▶ [REQUIRED ACTION] Copy each line of the listing that includes "sleeve".

▶ [TASK INPUT]
[Start of Attachment]
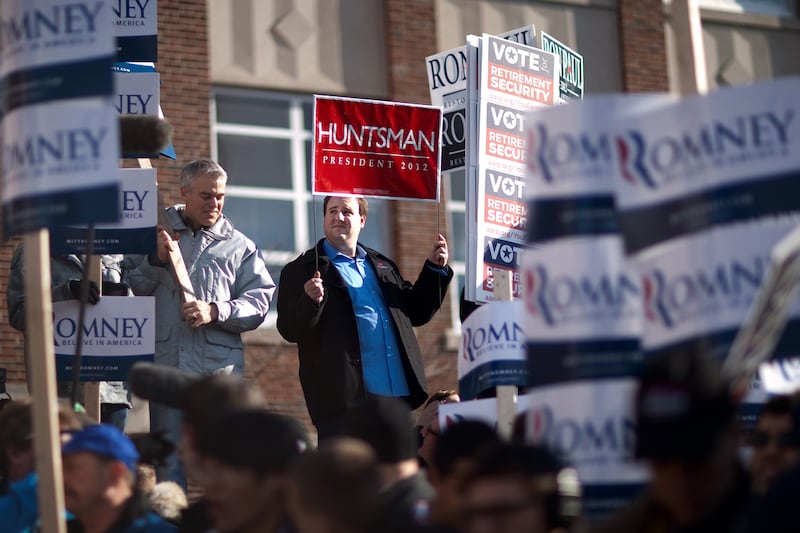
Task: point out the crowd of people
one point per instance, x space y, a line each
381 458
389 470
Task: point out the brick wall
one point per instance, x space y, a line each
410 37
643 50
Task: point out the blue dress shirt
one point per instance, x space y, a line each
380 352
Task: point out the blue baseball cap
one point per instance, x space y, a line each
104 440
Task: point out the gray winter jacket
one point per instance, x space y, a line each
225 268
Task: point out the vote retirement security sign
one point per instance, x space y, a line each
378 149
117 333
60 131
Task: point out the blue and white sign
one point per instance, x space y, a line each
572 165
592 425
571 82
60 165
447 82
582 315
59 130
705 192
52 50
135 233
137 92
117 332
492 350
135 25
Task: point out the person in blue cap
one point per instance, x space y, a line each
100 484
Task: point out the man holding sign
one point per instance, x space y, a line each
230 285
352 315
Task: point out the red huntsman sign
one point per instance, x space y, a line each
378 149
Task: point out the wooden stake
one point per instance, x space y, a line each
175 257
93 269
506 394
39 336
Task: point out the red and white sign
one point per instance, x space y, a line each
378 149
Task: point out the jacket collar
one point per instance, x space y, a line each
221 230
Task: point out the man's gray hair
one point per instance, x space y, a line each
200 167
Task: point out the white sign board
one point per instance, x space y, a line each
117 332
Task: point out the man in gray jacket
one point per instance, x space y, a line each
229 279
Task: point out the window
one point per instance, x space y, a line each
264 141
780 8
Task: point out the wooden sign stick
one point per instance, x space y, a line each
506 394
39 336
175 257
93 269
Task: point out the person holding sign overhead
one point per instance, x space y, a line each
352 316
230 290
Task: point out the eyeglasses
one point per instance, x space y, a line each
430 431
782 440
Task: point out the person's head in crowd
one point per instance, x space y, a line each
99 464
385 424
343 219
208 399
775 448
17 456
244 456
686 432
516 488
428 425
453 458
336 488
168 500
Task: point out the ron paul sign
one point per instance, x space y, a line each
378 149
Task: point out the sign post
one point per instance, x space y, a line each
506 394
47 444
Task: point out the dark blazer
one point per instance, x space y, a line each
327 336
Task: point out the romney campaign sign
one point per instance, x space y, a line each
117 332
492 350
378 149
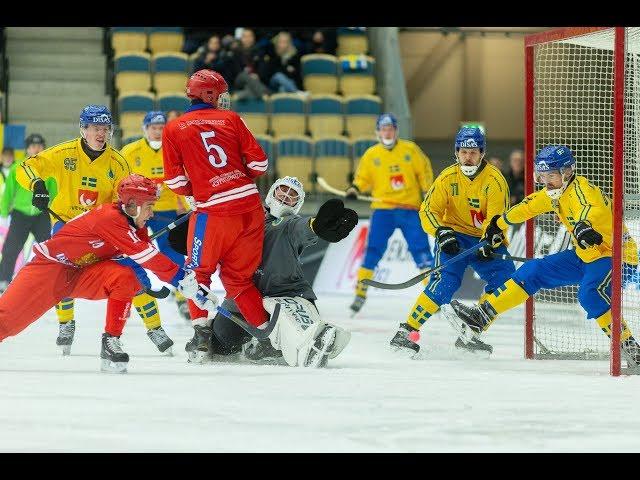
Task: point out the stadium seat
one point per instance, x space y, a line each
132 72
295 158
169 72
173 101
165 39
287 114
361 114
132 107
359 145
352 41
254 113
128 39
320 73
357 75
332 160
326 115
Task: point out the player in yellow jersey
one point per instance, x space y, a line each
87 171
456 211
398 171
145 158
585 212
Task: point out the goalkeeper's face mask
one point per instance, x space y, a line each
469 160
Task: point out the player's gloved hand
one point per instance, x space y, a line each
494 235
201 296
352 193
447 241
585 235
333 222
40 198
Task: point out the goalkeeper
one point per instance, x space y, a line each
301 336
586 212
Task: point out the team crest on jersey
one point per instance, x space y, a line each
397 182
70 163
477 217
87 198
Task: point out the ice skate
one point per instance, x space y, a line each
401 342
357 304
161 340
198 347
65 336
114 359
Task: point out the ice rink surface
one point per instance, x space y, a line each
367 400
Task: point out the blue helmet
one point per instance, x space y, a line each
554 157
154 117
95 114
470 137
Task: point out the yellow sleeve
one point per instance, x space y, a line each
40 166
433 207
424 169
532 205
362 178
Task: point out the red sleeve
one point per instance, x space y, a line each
[End of Attachment]
▶ [COMPLETED EXERCISE]
Task: point out the yellow sleeve
Task: point out the red sleeve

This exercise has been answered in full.